>> Begin Entries provided

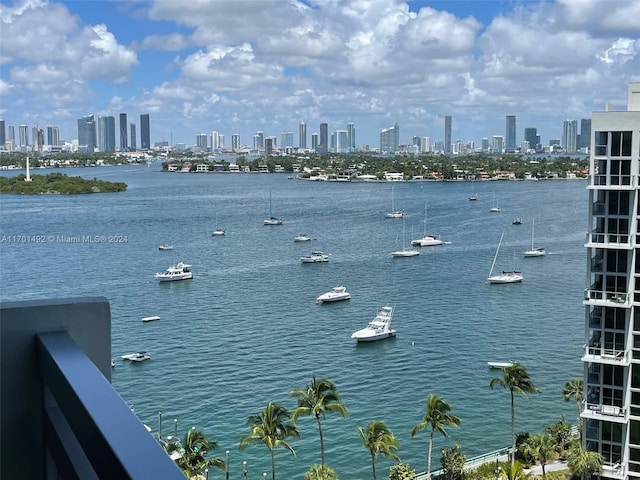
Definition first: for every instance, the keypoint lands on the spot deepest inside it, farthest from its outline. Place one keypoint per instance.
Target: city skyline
(218, 66)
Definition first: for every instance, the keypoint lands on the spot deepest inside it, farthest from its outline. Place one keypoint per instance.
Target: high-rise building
(585, 134)
(235, 142)
(531, 136)
(323, 146)
(570, 136)
(510, 134)
(124, 141)
(351, 137)
(3, 135)
(609, 415)
(106, 137)
(132, 143)
(145, 132)
(86, 134)
(303, 135)
(390, 139)
(447, 134)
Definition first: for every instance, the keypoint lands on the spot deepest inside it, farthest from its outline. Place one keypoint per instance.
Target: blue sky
(239, 66)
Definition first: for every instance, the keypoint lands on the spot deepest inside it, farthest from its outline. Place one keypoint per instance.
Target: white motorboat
(271, 220)
(378, 328)
(499, 365)
(335, 295)
(535, 251)
(137, 357)
(512, 276)
(181, 271)
(315, 257)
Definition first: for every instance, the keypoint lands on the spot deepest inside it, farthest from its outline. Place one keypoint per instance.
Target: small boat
(535, 251)
(335, 295)
(393, 213)
(499, 365)
(378, 328)
(181, 271)
(137, 357)
(315, 257)
(506, 276)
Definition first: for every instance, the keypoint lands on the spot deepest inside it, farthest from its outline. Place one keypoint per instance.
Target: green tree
(584, 463)
(271, 427)
(320, 472)
(379, 441)
(516, 379)
(543, 448)
(573, 390)
(316, 399)
(453, 461)
(436, 418)
(193, 450)
(400, 471)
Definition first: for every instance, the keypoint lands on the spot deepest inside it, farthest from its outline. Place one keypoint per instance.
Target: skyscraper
(132, 144)
(303, 135)
(570, 136)
(124, 142)
(145, 132)
(611, 385)
(447, 134)
(390, 139)
(510, 134)
(323, 146)
(86, 134)
(351, 137)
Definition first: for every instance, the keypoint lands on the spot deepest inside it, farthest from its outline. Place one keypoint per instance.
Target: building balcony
(603, 299)
(597, 354)
(60, 418)
(608, 413)
(609, 240)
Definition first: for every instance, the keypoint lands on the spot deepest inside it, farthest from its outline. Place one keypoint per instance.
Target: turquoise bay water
(246, 329)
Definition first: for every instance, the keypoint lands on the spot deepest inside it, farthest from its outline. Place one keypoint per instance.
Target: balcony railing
(60, 416)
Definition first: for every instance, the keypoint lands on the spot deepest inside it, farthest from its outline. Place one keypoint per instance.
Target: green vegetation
(57, 183)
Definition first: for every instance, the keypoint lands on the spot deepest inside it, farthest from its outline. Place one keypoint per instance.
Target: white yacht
(335, 295)
(378, 328)
(315, 257)
(181, 271)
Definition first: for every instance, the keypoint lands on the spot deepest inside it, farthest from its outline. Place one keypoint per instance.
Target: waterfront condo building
(610, 416)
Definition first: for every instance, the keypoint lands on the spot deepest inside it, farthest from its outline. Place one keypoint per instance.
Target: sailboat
(494, 207)
(474, 196)
(404, 252)
(393, 213)
(504, 277)
(218, 231)
(535, 251)
(272, 220)
(426, 240)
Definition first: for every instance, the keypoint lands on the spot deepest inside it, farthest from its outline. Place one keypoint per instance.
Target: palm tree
(193, 450)
(515, 378)
(573, 389)
(317, 398)
(543, 448)
(437, 418)
(584, 463)
(271, 427)
(379, 440)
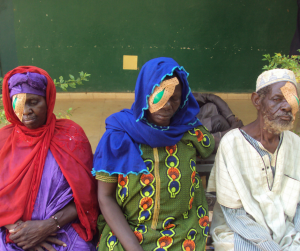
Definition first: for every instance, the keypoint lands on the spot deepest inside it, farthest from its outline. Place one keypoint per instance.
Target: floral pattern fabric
(182, 222)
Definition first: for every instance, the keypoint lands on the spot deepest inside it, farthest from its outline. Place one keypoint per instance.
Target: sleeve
(203, 141)
(221, 182)
(297, 218)
(247, 228)
(105, 177)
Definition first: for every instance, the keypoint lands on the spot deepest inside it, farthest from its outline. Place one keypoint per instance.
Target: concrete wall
(220, 43)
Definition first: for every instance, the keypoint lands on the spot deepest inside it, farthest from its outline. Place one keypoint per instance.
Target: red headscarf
(22, 157)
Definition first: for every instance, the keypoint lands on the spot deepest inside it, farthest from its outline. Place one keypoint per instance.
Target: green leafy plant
(63, 84)
(283, 62)
(72, 82)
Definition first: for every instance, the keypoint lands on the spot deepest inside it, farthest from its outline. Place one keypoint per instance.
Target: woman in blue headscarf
(149, 193)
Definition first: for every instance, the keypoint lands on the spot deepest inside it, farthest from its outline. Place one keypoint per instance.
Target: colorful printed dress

>> End Entries provided

> **Problem requirements**:
Drop the pictures and reproduce the rest of the entries above exactly.

> **Correct result**:
Definition first: for every instance, the keypoint lands on the spot deepest inside it, farthest from its outline. Place one keypoint per instance.
Target: city skyline
(218, 66)
Definition first: for every instance, the keypoint lands on the spot deepest inside it, farthest from its outline. Place one keypoint per instance.
Target: high-rise building
(585, 134)
(235, 142)
(531, 136)
(323, 146)
(570, 136)
(510, 134)
(124, 141)
(351, 137)
(3, 135)
(609, 415)
(106, 137)
(132, 143)
(145, 132)
(86, 134)
(303, 135)
(390, 139)
(447, 134)
Definition first: for every instance, the keypoint lands on the spot deepest inside it, farthest from its outline. Place one keypoint per instance.
Target: blue sky
(239, 66)
Definition first: for every instance, the keypoint lands on the spot deepest inside it, farthest from its outline. Place one keypoint per instance.
Target: white motorboat
(271, 220)
(378, 328)
(499, 365)
(335, 295)
(535, 251)
(137, 357)
(512, 276)
(181, 271)
(315, 257)
Definition first: for every instance, the keypoint lands on the spot deepest inside it, farthest from its outline. Place one keypoint per instance.
Target: small boat
(535, 251)
(335, 295)
(393, 213)
(499, 365)
(378, 328)
(181, 271)
(137, 357)
(315, 257)
(506, 276)
Definition first: for every instance, the keypoint lands on the spot deepest inside it, farthest from its outline. Place one keypoint per instance.
Target: green tree
(584, 463)
(271, 427)
(320, 472)
(379, 441)
(516, 379)
(543, 448)
(573, 390)
(316, 399)
(453, 461)
(436, 418)
(193, 450)
(400, 471)
Definition first: for every instance, the keypoint lands on the spot deepest inside it, farthest from its outline. Place one keypoint per instance.
Target: skyscraper
(132, 144)
(303, 135)
(570, 136)
(124, 142)
(145, 132)
(611, 385)
(447, 134)
(390, 139)
(510, 134)
(323, 146)
(86, 134)
(351, 137)
Definition first: for every instance, the keypoint lands on the spot deepest inside it, farthest from its outline. Place one keypoint per instance.
Target: building balcony
(603, 299)
(597, 354)
(60, 418)
(608, 413)
(609, 240)
Definition first: for every instance, the keypoint lands on the spot deepest inside it, farthest from its outline. Place one keypoint per instance.
Target: turquoise bay water
(246, 329)
Definition first: for every instance, the keypoint lands on the spot deepest inside it, farthest from its outline. Place one keypoint per instance.
Target: balcony railing
(60, 416)
Definition first: for every instance, the keypoint lands on the spot deepest inside it, farthest from its outline. Place one keypoint per instance.
Target: green vegetation
(57, 183)
Definition first: for every instance, the keypoint lands on the spot deepest inside it, farthest from its outline. Place one keypoint per instance.
Target: white yacht
(335, 295)
(378, 328)
(315, 257)
(181, 271)
Definition first: for every instance, the keypoint lands on the spot deepest inside it, farthest from its outline. Place one keypoint per instance.
Target: waterfront condo building
(610, 416)
Definition first: for every instance, the keypoint lands on the spot deepest inside it, farthest from its outline. Place one keypoint per instance.
Target: sailboat
(494, 207)
(474, 196)
(404, 252)
(393, 213)
(504, 277)
(218, 231)
(535, 251)
(272, 220)
(426, 240)
Definition first: for every instance, the keypoint lands on the spot deepest inside it, farthest from its outline. Place one keypoint per instance.
Target: palm tree
(193, 450)
(515, 378)
(573, 389)
(317, 398)
(543, 448)
(437, 418)
(584, 463)
(271, 427)
(379, 440)
Definition first: for every instance, the keypoint lands on the spot deepest inside it, farthest from its outline. Place one keypoint per instance.
Target: floral pattern fabric
(182, 222)
Definition first: for every instance, the keypoint lands on the spot deepest inside it, farthest from its outline. Place one keypoint per instance.
Target: sleeve
(203, 141)
(221, 182)
(297, 218)
(247, 228)
(105, 177)
Definition first: for every instance, the keypoint lands on the spot deepest inside it, farthest from its outline. Place one keypoint per instance.
Target: concrete wall
(220, 43)
Definition first: for every instance, the keypoint lands on the spot deepest inside it, farthest from its outline. Place one keypoint per instance.
Target: red headscarf
(22, 157)
Definition first: for every instance, the keypoint lands on the spot deepest inside it, farthest from its outline. Place one keypoint per instance.
Target: green leafy plant
(63, 84)
(283, 62)
(72, 82)
Definition first: for every instance, the keypoint lands on the spot deepest inside it, farthest from its outline. Place one keypoint per instance.
Target: woman in blue headscarf
(149, 193)
Definition first: for every instance, the keypoint lands on the spot deepest inside it, farthest from its outline. Place one keypoint per instance.
Target: colorful printed dress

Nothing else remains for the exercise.